Qué se pide.
Prosigue el texto sobre el exilio cubano y el trato que recibió de Estados Unidos a partir de su última oración.

Fragmento original.

:::

Muchos cubanos exiliados desestiman la independencia de Puerto Rico y ensalzan la ciudadanía estadounidense como un privilegio incuestionable. Pero omiten que ellos no prosperaron gracias a esa ciudadanía, sino por el auspicio político que les dio Estados Unidos durante la Guerra Fría. No fue mérito individual, sino estrategia de Washington.
A partir de 1959, tras la Revolución Cubana, Washington convirtió a los cubanos que huían del castrismo en piezas útiles de su narrativa anticomunista. No fueron tratados como cualquier otro latinoamericano. Estados Unidos los recibió como refugiados políticos y símbolo del fracaso del comunismo.
En 1966, el Congreso aprobó la Ley de Ajuste Cubano, que les permitía obtener residencia legal con solo un año en suelo estadounidense. Ese privilegio, exclusivo para cubanos, es una anomalía en la historia migratoria del país.
El gobierno federal facilitó vivienda, educación, salud, préstamos y cursos de inglés. Pero hay un factor aún más decisivo: el capital social. Muchos de los primeros exiliados cubanos eran de clase media o profesional. Aunque llegaran sin dinero, traían redes, educación, manejo del inglés y una mentalidad alineada con los códigos culturales del poder blanco estadounidense. Sabían moverse e integrarse y eso les permitió prosperar.

:::

Contenido del conjunto.

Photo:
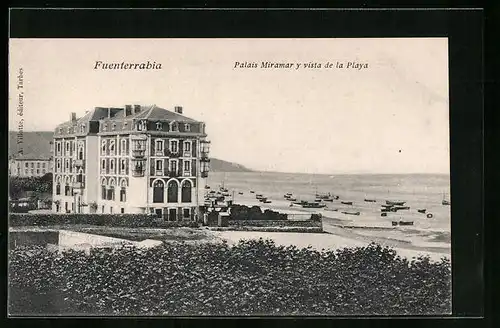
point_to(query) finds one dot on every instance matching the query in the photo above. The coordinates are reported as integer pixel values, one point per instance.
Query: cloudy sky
(391, 117)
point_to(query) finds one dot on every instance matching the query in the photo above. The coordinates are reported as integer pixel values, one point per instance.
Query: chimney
(128, 110)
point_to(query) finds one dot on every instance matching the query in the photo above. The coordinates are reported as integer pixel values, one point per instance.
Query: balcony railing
(78, 185)
(137, 173)
(173, 174)
(138, 153)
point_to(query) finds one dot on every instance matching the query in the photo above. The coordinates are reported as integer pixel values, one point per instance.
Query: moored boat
(351, 213)
(394, 202)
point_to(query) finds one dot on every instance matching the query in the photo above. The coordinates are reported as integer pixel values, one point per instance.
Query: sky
(390, 116)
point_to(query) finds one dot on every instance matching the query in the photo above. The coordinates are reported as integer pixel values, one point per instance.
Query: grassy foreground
(252, 277)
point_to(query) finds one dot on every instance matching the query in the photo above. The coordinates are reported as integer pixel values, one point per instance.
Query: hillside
(37, 144)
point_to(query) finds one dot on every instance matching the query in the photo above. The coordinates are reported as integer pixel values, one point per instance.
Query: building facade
(26, 167)
(135, 159)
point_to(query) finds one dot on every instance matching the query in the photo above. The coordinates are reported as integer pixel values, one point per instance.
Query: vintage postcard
(229, 177)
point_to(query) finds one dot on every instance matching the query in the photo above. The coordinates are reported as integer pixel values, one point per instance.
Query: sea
(418, 191)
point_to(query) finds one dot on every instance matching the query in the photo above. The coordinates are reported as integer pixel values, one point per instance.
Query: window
(175, 126)
(186, 192)
(141, 126)
(173, 192)
(159, 145)
(158, 191)
(173, 166)
(103, 147)
(174, 146)
(187, 146)
(123, 195)
(124, 146)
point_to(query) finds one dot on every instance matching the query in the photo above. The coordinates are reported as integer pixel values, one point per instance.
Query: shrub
(252, 277)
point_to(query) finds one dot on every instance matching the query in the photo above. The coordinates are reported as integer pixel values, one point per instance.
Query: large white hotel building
(136, 159)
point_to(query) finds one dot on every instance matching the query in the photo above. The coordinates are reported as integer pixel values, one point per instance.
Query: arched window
(112, 147)
(123, 190)
(103, 147)
(103, 188)
(173, 192)
(111, 190)
(79, 177)
(186, 191)
(158, 191)
(124, 147)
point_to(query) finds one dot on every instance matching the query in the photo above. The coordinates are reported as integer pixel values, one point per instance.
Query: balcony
(204, 157)
(137, 173)
(78, 185)
(173, 174)
(138, 153)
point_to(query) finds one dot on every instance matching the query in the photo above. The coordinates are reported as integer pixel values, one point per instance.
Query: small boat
(393, 202)
(402, 223)
(351, 213)
(306, 204)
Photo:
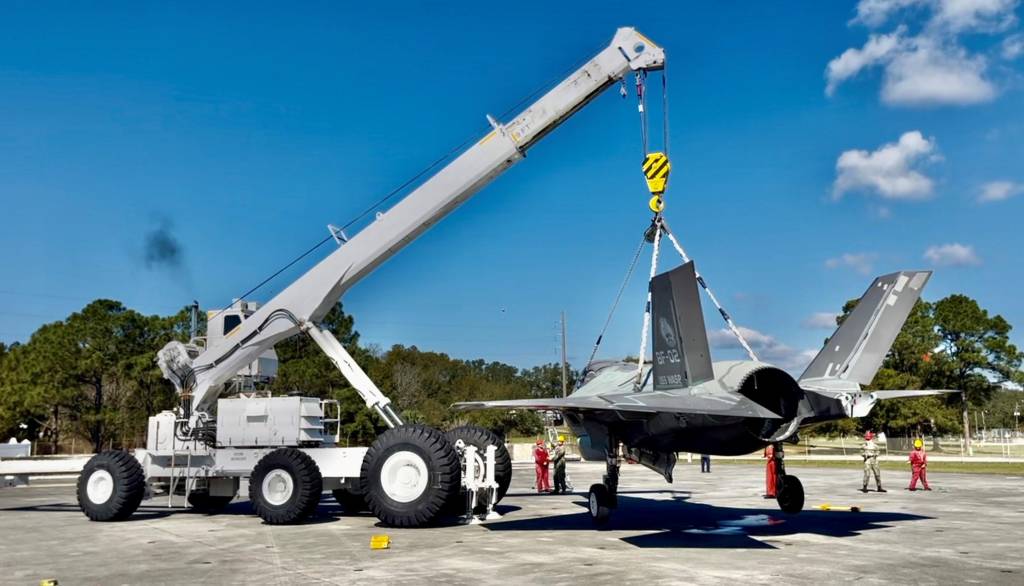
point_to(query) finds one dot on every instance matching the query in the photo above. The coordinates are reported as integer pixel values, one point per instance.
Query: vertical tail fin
(855, 351)
(680, 348)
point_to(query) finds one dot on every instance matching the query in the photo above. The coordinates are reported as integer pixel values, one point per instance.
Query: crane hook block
(655, 169)
(656, 204)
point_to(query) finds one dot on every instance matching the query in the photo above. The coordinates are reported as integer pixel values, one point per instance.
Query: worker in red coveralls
(919, 463)
(541, 460)
(770, 474)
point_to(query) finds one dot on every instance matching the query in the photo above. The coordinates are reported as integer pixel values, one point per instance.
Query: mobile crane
(209, 445)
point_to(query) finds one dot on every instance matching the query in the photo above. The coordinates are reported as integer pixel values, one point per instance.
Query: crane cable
(550, 83)
(659, 225)
(704, 284)
(614, 304)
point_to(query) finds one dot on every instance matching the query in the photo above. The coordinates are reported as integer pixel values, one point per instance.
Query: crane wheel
(111, 487)
(203, 501)
(791, 496)
(286, 487)
(350, 502)
(480, 437)
(408, 475)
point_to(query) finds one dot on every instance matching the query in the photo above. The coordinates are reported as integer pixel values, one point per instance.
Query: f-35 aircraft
(682, 402)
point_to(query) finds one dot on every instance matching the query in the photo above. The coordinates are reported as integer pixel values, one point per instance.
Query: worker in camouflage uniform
(559, 461)
(869, 452)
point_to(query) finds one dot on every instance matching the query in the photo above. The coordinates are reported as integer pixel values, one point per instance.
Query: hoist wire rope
(614, 304)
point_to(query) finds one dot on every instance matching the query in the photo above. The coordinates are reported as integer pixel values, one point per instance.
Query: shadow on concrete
(681, 524)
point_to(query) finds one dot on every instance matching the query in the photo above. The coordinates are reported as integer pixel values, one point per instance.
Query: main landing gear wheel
(599, 503)
(351, 502)
(791, 496)
(408, 475)
(286, 487)
(205, 502)
(480, 437)
(111, 487)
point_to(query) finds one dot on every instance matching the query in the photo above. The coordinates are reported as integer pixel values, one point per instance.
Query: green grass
(1008, 468)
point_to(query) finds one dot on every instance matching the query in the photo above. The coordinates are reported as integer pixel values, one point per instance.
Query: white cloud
(998, 191)
(930, 72)
(877, 49)
(765, 346)
(862, 262)
(876, 12)
(891, 170)
(954, 254)
(980, 15)
(1013, 47)
(820, 321)
(931, 67)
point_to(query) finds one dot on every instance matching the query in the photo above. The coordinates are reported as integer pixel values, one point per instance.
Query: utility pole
(565, 381)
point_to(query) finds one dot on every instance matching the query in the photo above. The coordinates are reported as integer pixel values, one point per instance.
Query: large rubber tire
(791, 497)
(202, 501)
(111, 487)
(349, 501)
(286, 487)
(480, 437)
(408, 475)
(599, 503)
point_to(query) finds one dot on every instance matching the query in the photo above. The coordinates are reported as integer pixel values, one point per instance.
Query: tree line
(92, 377)
(952, 343)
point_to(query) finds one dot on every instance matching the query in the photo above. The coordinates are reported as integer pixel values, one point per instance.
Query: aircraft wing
(652, 402)
(883, 394)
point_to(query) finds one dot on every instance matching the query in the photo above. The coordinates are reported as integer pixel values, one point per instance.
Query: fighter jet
(683, 402)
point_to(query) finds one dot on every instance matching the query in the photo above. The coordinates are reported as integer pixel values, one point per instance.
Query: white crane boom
(306, 301)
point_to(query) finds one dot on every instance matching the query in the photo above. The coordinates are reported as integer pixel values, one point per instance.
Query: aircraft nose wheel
(791, 496)
(599, 504)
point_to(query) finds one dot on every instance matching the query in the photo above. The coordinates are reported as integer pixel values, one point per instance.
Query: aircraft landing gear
(790, 492)
(604, 497)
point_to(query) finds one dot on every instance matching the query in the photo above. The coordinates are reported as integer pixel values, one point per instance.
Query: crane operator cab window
(231, 322)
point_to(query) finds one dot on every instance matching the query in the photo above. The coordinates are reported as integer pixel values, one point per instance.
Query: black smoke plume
(162, 248)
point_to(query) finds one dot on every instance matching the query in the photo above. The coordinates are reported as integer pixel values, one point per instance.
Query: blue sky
(248, 127)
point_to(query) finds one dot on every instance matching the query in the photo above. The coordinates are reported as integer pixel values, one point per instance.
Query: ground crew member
(559, 461)
(869, 452)
(541, 461)
(919, 463)
(770, 472)
(706, 463)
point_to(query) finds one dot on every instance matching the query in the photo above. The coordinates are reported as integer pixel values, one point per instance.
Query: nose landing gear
(604, 497)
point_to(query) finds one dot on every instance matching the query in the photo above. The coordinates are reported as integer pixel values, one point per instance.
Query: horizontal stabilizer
(860, 403)
(855, 351)
(653, 402)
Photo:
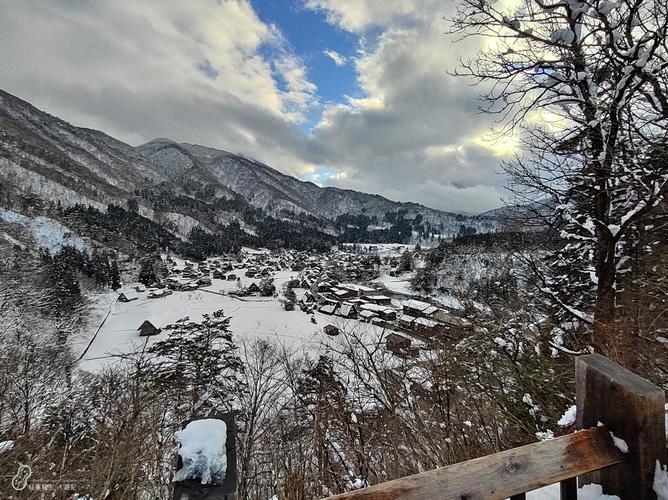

:::

Resultado del ejercicio.
En cambio, la migración puertorriqueña, desde 1940 hasta 1960, fue rural, pobre y sin escolaridad. Eran ciudadanos estadounidenses, pero sin acceso real a los beneficios de esa ciudadanía. Mientras Estados Unidos les abría las puertas a los cubanos con fondos y leyes especiales, concentraba a los puertorriqueños a sobrevivir en los guetos industriales del noreste. A los cubanos se les trató como aliados, y los puertorriqueños como excedente humano.
En ciudades como Miami, los cubanos ocuparon puestos de poder institucional con rapidez. No porque fueran superiores, sino porque el gobierno les abrió el camino. Estados Unidos los adoptó como comunidad estratégica porque servían de vitrina ideológica.
Por eso resulta cínico, o profundamente ignorante, que muchos cubanos miren con desprecio los reclamos de soberanía puertorriqueña. A menudo repiten que los boricuas deberían “dar gracias” por la ciudadanía, como si fuera un regalo generoso de Washington. Ignoran que fue impuesta en 1917, sin consulta, y que la relación entre Puerto Rico y Estados Unidos ha sido de subordinación desde la invasión de 1898.
Lo más irónico es que dentro del propio Puerto Rico hay quienes han renunciado a imaginarse como país. El movimiento pro-anexión como estado no se organiza en torno a una visión de dignidad colectiva, sino a una lista de beneficios federales. Se oponen a la independencia desde el miedo económico: ¿qué perderíamos? ¿nos quitarían la asistencia alimentaria, el Medicaid o el crédito impositivo por ingresos devengados? Así no se construye ni un estado libre asociado, mucho menos uno federado. Ningún otro estado de la unión, por más pobre que sea, opera con esa lógica.
Misisipi y Virginia Occidental dependen enormemente de fondos federales, pero ninguno condiciona su voz política ni su identidad colectiva al tamaño del cheque que llega desde Washington. Lo que ocurre en Puerto Rico es una política clientelista que infantiliza al país y lo reduce a consumidor de fondos. Ninguna comunidad se emancipa midiendo su futuro en cupones.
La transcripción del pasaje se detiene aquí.